## Begin Extracted text
Monday, December 16, 2013

Review on Jellicoe Road (my last read in 2013)

Jellicoe RoadJellicoe Road by Melina Marchetta


My rating: 5 of 5 stars


As usual with Marchetta’s books, her first few chapters are always confusing.
After The Piper’s Son, I’ve thrown myself into Jellicoe with all my heart and soul. I didn’t read the synopsis, so imagine the double headache when I was bombardized with jumping scenes and dozens of strange names. You have people’s names, Boarding houses’ names, and places. The only name I’ve recognized is Sydney.

I’m kind of glad that Marchetta’s writing isn’t brutally choppy here. The sentence flows into one another, enough to make me feel like I’m dancing between them. But of course she had to chop something. This time it was the emotion. Did she write with an axe?
## End Extracted text
Brief
Please copy everything in the review of Jellicoe Road from "Jellicoe RoadJellicoe Road" down to "with an axe?". The records have nothing to do with the review of Jellicoe Road.
## Begin Data supplied
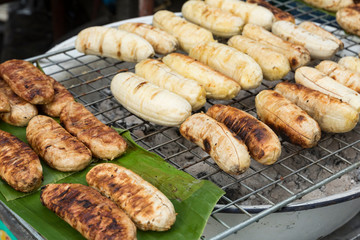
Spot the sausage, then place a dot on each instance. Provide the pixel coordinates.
(21, 111)
(56, 146)
(85, 209)
(61, 97)
(263, 144)
(229, 153)
(20, 167)
(27, 81)
(286, 118)
(103, 141)
(331, 113)
(147, 207)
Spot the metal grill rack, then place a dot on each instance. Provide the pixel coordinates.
(88, 79)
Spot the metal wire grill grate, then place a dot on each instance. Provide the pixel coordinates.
(294, 175)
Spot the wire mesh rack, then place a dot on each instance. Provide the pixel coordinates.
(294, 175)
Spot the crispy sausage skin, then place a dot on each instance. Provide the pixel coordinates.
(19, 165)
(56, 146)
(286, 118)
(27, 81)
(149, 208)
(85, 209)
(263, 144)
(21, 111)
(103, 141)
(229, 153)
(61, 97)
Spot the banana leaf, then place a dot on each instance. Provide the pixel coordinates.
(193, 199)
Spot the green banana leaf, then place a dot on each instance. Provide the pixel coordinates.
(193, 199)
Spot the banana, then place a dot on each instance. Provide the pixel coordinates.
(250, 13)
(161, 41)
(220, 23)
(278, 13)
(286, 118)
(148, 101)
(352, 63)
(318, 47)
(274, 65)
(297, 55)
(314, 79)
(315, 29)
(331, 113)
(340, 74)
(161, 75)
(229, 153)
(229, 61)
(216, 84)
(113, 43)
(330, 5)
(349, 18)
(188, 34)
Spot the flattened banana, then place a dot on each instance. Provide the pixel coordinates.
(216, 84)
(220, 23)
(331, 113)
(287, 119)
(229, 61)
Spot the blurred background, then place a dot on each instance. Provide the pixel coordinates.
(31, 27)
## End Data supplied
Task solution
Jellicoe RoadJellicoe Road by Melina Marchetta


My rating: 5 of 5 stars


As usual with Marchetta’s books, her first few chapters are always confusing.
After The Piper’s Son, I’ve thrown myself into Jellicoe with all my heart and soul. I didn’t read the synopsis, so imagine the double headache when I was bombardized with jumping scenes and dozens of strange names. You have people’s names, Boarding houses’ names, and places. The only name I’ve recognized is Sydney.

I’m kind of glad that Marchetta’s writing isn’t brutally choppy here. The sentence flows into one another, enough to make me feel like I’m dancing between them. But of course she had to chop something. This time it was the emotion. Did she write with an axe?